_What the exercise asks_
The listing below is to be output in its exact form.

_Stored rows_
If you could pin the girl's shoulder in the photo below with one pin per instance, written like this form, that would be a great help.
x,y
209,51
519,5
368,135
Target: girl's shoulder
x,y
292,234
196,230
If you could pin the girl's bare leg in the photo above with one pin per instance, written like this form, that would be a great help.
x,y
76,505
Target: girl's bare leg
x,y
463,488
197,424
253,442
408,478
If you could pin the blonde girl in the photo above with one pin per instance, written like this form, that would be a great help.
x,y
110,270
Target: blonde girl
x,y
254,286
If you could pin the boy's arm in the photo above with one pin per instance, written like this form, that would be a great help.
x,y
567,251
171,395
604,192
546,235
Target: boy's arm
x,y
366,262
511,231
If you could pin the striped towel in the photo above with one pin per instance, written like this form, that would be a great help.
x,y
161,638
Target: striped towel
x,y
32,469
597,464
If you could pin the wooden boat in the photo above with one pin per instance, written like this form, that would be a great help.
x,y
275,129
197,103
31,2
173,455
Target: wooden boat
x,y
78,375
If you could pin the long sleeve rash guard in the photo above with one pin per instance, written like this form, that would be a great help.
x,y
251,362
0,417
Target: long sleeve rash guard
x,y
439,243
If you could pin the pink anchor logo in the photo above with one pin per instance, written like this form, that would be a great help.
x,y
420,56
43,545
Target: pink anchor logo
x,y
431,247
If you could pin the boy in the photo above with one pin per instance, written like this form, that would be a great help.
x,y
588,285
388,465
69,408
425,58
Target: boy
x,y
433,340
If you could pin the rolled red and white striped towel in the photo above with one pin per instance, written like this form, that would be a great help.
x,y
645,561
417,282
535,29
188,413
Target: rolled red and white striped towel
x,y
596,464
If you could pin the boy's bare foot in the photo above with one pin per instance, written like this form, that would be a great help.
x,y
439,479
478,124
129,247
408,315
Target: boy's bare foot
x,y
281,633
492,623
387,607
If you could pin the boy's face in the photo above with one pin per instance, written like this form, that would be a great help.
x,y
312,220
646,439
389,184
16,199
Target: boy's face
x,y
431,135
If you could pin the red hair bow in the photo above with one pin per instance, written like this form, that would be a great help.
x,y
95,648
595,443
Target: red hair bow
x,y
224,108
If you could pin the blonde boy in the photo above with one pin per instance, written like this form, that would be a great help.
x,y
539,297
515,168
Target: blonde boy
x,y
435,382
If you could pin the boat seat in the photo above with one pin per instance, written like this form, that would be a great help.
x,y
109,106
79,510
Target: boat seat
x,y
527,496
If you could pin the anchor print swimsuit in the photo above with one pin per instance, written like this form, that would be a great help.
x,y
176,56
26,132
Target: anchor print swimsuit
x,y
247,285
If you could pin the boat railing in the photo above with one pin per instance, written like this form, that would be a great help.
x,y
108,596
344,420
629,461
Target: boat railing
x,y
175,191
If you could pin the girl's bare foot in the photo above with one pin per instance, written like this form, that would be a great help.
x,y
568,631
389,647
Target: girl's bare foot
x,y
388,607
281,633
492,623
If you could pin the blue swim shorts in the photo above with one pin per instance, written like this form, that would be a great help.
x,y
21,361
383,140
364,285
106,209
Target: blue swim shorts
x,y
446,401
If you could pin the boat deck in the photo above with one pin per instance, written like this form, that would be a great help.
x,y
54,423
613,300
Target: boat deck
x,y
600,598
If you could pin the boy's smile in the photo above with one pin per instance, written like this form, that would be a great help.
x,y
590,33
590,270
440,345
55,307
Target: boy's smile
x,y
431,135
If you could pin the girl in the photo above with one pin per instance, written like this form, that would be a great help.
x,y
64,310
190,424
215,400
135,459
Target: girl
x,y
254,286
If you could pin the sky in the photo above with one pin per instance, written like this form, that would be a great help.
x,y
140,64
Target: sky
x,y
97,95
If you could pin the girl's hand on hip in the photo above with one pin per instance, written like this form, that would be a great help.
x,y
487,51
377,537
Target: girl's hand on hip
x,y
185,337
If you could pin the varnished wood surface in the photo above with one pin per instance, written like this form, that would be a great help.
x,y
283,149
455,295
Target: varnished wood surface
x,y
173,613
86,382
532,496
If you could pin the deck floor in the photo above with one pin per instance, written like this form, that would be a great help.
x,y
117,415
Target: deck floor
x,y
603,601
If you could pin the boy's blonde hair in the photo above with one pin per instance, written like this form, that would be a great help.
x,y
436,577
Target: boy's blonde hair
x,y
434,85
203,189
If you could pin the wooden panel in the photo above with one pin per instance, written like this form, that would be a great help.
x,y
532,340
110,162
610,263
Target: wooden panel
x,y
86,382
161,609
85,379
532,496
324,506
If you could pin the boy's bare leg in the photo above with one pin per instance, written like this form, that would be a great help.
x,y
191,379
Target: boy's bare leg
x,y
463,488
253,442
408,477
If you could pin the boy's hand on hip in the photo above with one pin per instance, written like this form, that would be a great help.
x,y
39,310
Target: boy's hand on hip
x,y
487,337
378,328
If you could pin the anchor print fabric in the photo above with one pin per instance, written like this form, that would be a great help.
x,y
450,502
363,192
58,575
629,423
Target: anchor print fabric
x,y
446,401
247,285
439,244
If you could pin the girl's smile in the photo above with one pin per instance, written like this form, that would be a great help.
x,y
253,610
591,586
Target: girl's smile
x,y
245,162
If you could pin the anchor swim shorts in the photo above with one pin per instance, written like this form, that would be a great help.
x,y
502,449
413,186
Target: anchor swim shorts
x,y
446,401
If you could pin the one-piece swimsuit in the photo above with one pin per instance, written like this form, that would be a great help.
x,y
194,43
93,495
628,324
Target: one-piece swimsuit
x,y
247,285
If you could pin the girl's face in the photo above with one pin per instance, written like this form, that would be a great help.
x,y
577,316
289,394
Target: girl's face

_Output of the exercise_
If you could pin the girl's shoulder in the photo below with one pin per instance, written like this form, that would be a great help.
x,y
209,51
519,5
368,135
Target: girl's shoulder
x,y
292,234
196,230
If you could pin the girl's bare leg in the photo above with one pin per instance, written like this form, that would be a great help.
x,y
76,505
Target: girl's bare leg
x,y
463,488
197,424
253,442
408,478
If you could pin the blonde girl in the photo above with one pin per instance, written like this form, that would be a great help.
x,y
110,270
Target: blonde girl
x,y
254,286
If you could pin the boy's arm in the photo above with one pin per instance, written like this form, that would be a great help.
x,y
567,251
171,395
604,192
546,235
Target: boy's arm
x,y
366,262
511,231
If you could pin the striped towel in the photo above with one pin per instance, written like this form, that would be a great help.
x,y
161,638
Target: striped towel
x,y
32,469
597,464
If you could pin the wooden boat in the photo above with one pin per instance, written like this form, that would be a great help.
x,y
275,129
197,103
31,2
173,455
Target: wooden boat
x,y
78,375
If you could pin the long sleeve rash guard in the photo above with one pin per instance, written like this form, that would be a great help.
x,y
251,362
0,417
Target: long sleeve rash guard
x,y
439,243
If you could pin the pink anchor logo in the photo above with one pin per instance, written like this form, that would be a great help.
x,y
420,56
43,545
Target: pink anchor logo
x,y
431,247
If you could pin the boy in the photo above with one pin per instance, written like this form, that would be a great help.
x,y
588,285
388,465
69,408
425,58
Target: boy
x,y
433,340
If you could pin the rolled red and white striped towel in the photo above with one pin per instance, written like this form, that would be a great help.
x,y
645,561
417,282
535,29
188,413
Target: rolled red and white striped towel
x,y
596,464
If you could pin the boy's bare foot in the photo above with one pin per instance, written like this form, that would be a great help.
x,y
439,479
478,124
129,247
408,315
Target: boy's bare foot
x,y
281,633
492,623
387,607
If you could pin the boy's face in the photo above with one pin per instance, written like this form, that would be a great help.
x,y
312,220
646,439
389,184
16,199
Target: boy's face
x,y
431,135
If you could pin the red hair bow in the photo above with one pin per instance, written like this form, that would be a great help.
x,y
95,648
595,443
Target: red hair bow
x,y
224,108
If you could pin the blonde boy in the photo above with one pin per instance, written like this form, that would be a great help.
x,y
539,297
515,168
Target: blonde boy
x,y
435,382
If you could pin the boat seat in the photo above with one pin per instance, written like this form, that would be a great help.
x,y
109,106
79,510
Target: boat seat
x,y
527,496
If you could pin the anchor print swimsuit in the photo above with one pin per instance, written like this form, that would be a great help.
x,y
176,56
26,132
Target: anchor print swimsuit
x,y
247,285
If you could pin the boat railing in the photo above with one pin per instance, written like this form, that would be a great help.
x,y
108,596
344,420
629,461
Target: boat railing
x,y
175,191
If you could pin the girl's bare foot in the photo above with one pin per instance, written like this form, that would be a great help.
x,y
568,631
389,647
Target: girl's bare foot
x,y
388,607
281,633
492,623
If you could pin the blue swim shorts in the photo above with one pin per instance, written like this form, that would be a great help.
x,y
21,361
383,140
364,285
106,209
Target: blue swim shorts
x,y
446,401
If you could pin the boat deck in the photo above with one pin per instance, written like this form, that would be a great help.
x,y
54,423
613,300
Target: boat deck
x,y
600,598
If you could pin the boy's smile in the photo above with one pin per instance, written like this form, that would be a great help.
x,y
590,33
590,270
440,345
55,307
Target: boy's smile
x,y
431,135
If you could pin the girl in the photo above with one pin per instance, written like this form, that would be a great help.
x,y
64,310
190,424
215,400
135,459
Target: girl
x,y
254,286
If you could pin the sky in the photo above with one pin per instance, written like this form, that would be a great help.
x,y
140,64
Target: sky
x,y
97,95
If you could pin the girl's hand on hip in the photo above with one pin per instance, written like this form, that would be a great help.
x,y
487,51
377,537
Target: girl's hand on hip
x,y
185,337
If you could pin the varnished wood surface in the photo above with one pin per instance, written like this form, that would be a great help.
x,y
283,149
455,295
Target: varnished wood surface
x,y
173,613
86,382
532,496
If you could pin the deck floor in the photo above with one pin per instance, written like this form, that would be a great help.
x,y
117,415
Target: deck floor
x,y
603,601
If you could pin the boy's blonde hair in the photo above with one pin per instance, written like this form, that would be a great help.
x,y
436,577
Target: boy's blonde hair
x,y
434,85
203,189
If you could pin the wooden panel in the photo above with one pin per instance, written like this form, that would be a great help.
x,y
532,340
110,162
610,263
Target: wooden panel
x,y
86,382
161,609
85,379
532,496
324,506
If you could pin the boy's bare leg in the photo above with one pin per instance, written like this form, that would be a great help.
x,y
191,379
Target: boy's bare leg
x,y
463,488
253,442
408,477
If you could pin the boy's hand on hip in the photo above with one pin per instance, written like this form, that would be a great help.
x,y
39,310
Target: boy's hand on hip
x,y
487,337
378,328
If you could pin the anchor print fabric in the photo above with one pin per instance, written like this form, that would be a great help.
x,y
450,502
363,192
58,575
629,423
Target: anchor print fabric
x,y
446,401
247,285
439,244
If you could pin the girl's smile in the photo above with one pin per instance, written like this form, that would be a great help.
x,y
253,610
591,586
Target: girl's smile
x,y
245,162
If you could pin the anchor swim shorts in the photo above with one pin per instance, written like this form, that would be a great help.
x,y
502,449
413,186
Target: anchor swim shorts
x,y
446,401
If you could pin the one-piece swimsuit in the photo above with one pin per instance, written like this form, that would be a great help.
x,y
194,43
93,495
628,324
Target: one-piece swimsuit
x,y
247,285
If you could pin the girl's face in the photo above with one pin per instance, written like this form, that would be a great help.
x,y
577,316
289,394
Target: girl's face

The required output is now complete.